----- Exercise passage -----

Amy Adams: Little Breaks

By Jamie Painter Young
Publication: Back Stage West
Date: Thursday, August 4 2005
Amy Adams doesn't believe in the "big break," but that's what others are saying about her exuberant performance in the new film Junebug, in which she plays Ashley, a very pregnant Southern gal who initially comes off as naïve and annoyingly perky, but who earns the audience's respect, admiration, and sympathy over the course of the story. Ashley's joy for life is infectious, but the loneliness and

sorrow beneath her sunny surface will break your heart. Adams was awarded a Sundance Film Festival prize for her acting—a trophy she felt strange winning, partly because she had never won anything before, and partly because she feels her work in the film is based on the strength of its ensemble cast, which included Celia Weston, Alessandro Nivola, Embeth Davidtz, and Scott Wilson.

"It was surreal," she recalls of learning she'd won the Sundance honor. "I've never won anything performance-based. For me, winning is getting a job."

The challenge in portraying Ashley, says Adams, was "to make her fun, and to create a character without creating a caricature, and to keep her grounded." She continues, "There were so many challenges: to capture her spirit, to capture her thought process and have that register, because you almost see it on her face. She doesn't have a lot of inner monologue; everything is shown. You know what she's feeling; you know what she's thinking. So I really had to just let go and sort of let things flow through me, and a lot of times as actors we're so tempted to control it, and manipulate it, and kind of massage it into something. That works for so many roles, but with Ashley, I couldn't do that. I had to just let her come in, and let it go out, and keep her open."

----- Excerpted records -----

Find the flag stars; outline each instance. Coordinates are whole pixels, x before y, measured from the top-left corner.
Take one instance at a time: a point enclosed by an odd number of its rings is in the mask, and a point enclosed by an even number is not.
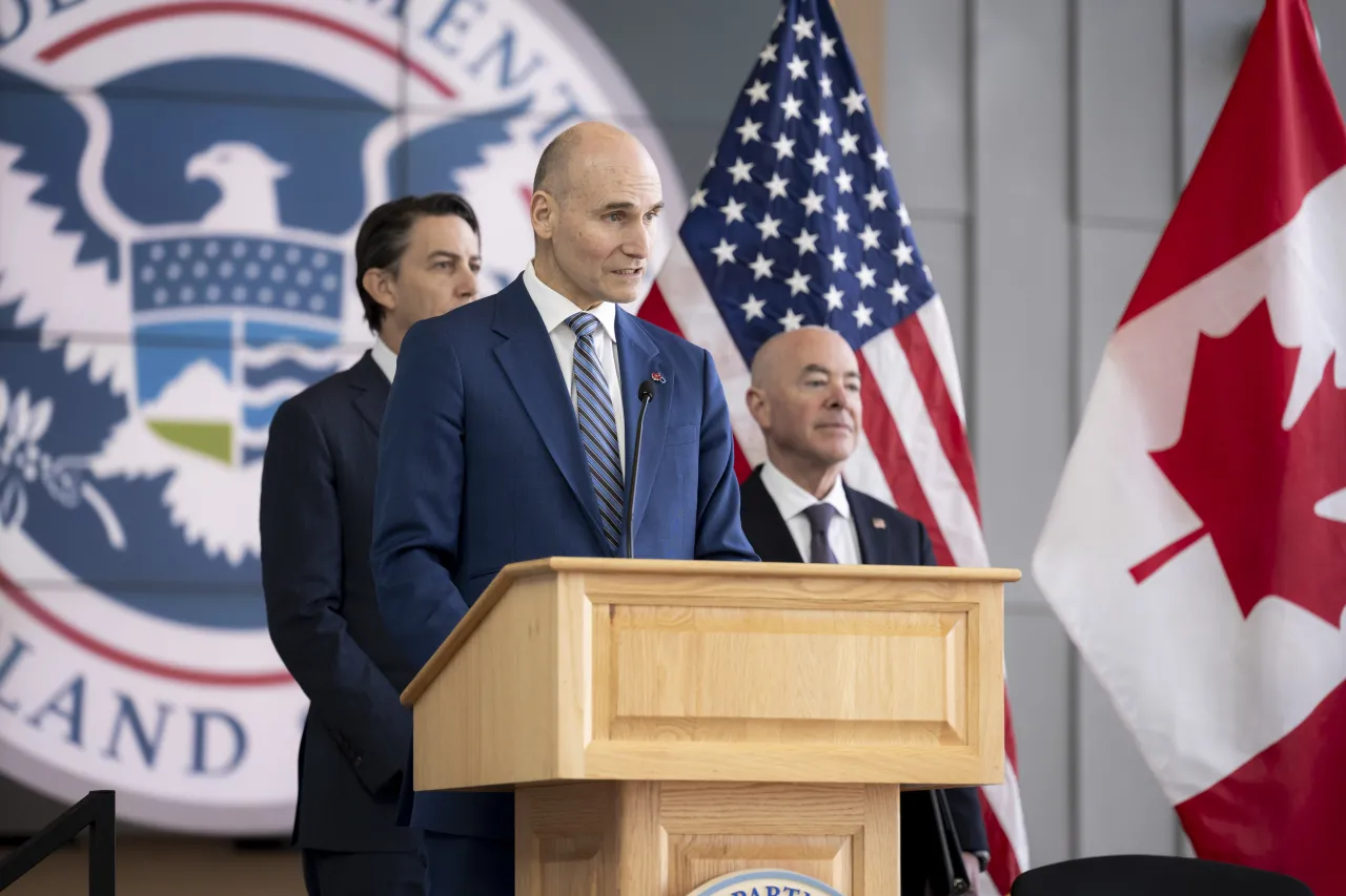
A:
[[[874,309],[863,301],[851,313],[855,316],[855,326],[860,330],[874,326]]]
[[[752,163],[735,159],[730,165],[730,174],[734,176],[734,183],[746,183],[752,179]]]
[[[797,296],[801,292],[806,292],[809,288],[809,274],[795,268],[794,273],[785,278],[785,285],[790,288],[791,296]]]
[[[775,261],[773,261],[771,258],[767,258],[766,256],[763,256],[759,252],[758,257],[756,257],[756,261],[754,261],[752,264],[748,265],[748,268],[752,269],[752,280],[760,280],[762,277],[770,277],[771,276],[771,265],[774,265],[774,264],[775,264]]]
[[[720,237],[720,245],[711,249],[711,252],[715,254],[716,266],[734,261],[734,253],[738,248],[739,245],[736,242],[730,242],[724,237]]]
[[[724,213],[724,223],[734,223],[735,221],[743,221],[743,210],[747,209],[746,203],[739,202],[734,196],[720,206],[720,211]]]
[[[756,227],[762,231],[762,242],[766,242],[771,237],[781,237],[781,219],[773,218],[770,214],[762,218]]]
[[[845,106],[847,114],[859,114],[864,112],[864,94],[857,93],[855,87],[851,87],[851,91],[841,97],[841,105]]]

-----

What this task involves —
Copy out verbatim the part of the Amy Adams article from "By Jamie Painter" up to and including "and Scott Wilson.".

Solution below —
By Jamie Painter Young
Publication: Back Stage West
Date: Thursday, August 4 2005
Amy Adams doesn't believe in the "big break," but that's what others are saying about her exuberant performance in the new film Junebug, in which she plays Ashley, a very pregnant Southern gal who initially comes off as naïve and annoyingly perky, but who earns the audience's respect, admiration, and sympathy over the course of the story. Ashley's joy for life is infectious, but the loneliness and

sorrow beneath her sunny surface will break your heart. Adams was awarded a Sundance Film Festival prize for her acting—a trophy she felt strange winning, partly because she had never won anything before, and partly because she feels her work in the film is based on the strength of its ensemble cast, which included Celia Weston, Alessandro Nivola, Embeth Davidtz, and Scott Wilson.